_Text_

* begin *

Supreme Court of the United Kingdom: Full Bench of Lady Hale (President), Lord Reed (Deputy President), Lord Lloyd-Jones, Lord Sales and Lord Thomas dismissed an appeal application filed Resilient Energy Severndale Ltd. (first appellant) and Forest of Dean District Council (second appellant) against the appellate court’s order in an application filed by Mr Wright (a local resident) who challenged change of land use at a farm in Gloucestershire from agriculture to erection of a wind turbine.

Resilient Energy Severndale Ltd. is a company involved in energy production which involves a community benefit society registered under the Community Benefit Societies Act, 2014 to carry out its task of energy production. In its application for planning permission, Resilient had proposed that the wind turbine farm would be run by community benefit society and an annual donation would be made to a local community fund based on 4 per cent of society’s turnover from the operation of the turbine for a projected span of 25 years. The community benefit fund was expressly considered by the council in its granting of the application. Later, a condition was imposed by the council that the development be undertaken by a community benefit society with the community fund donation as a part of the scheme.

* end *

_Provided material_
* begin *

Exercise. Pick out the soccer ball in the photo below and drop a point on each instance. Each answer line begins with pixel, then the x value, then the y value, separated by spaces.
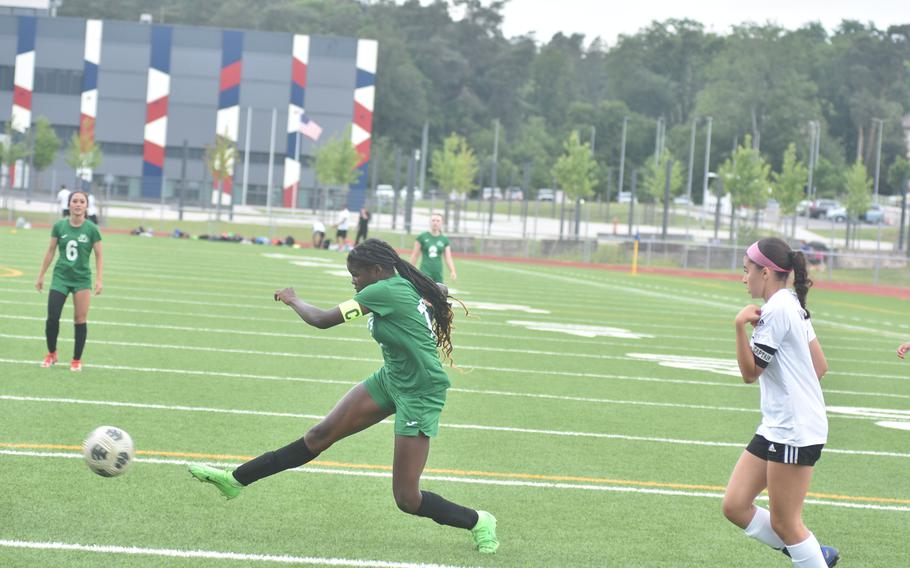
pixel 108 451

* end *

_Written problem 1_
Answer these questions about the case summary, each from a different part of it:
(a) Which local authority was the second appellant?
(b) Under which Act is the community benefit society registered?
(c) What share of the society's turnover was proposed as the annual donation to the local community fund, and for how many years?
_Written problem 2_
Transcribe the part of the case summary that begins at the words "Supreme Court of" and stops after "a wind turbine.".

_Written response 1_
(a) Forest of Dean District Council.
(b) The Community Benefit Societies Act, 2014.
(c) 4 per cent, for a projected span of 25 years.

_Written response 2_
Supreme Court of the United Kingdom: Full Bench of Lady Hale (President), Lord Reed (Deputy President), Lord Lloyd-Jones, Lord Sales and Lord Thomas dismissed an appeal application filed Resilient Energy Severndale Ltd. (first appellant) and Forest of Dean District Council (second appellant) against the appellate court’s order in an application filed by Mr Wright (a local resident) who challenged change of land use at a farm in Gloucestershire from agriculture to erection of a wind turbine.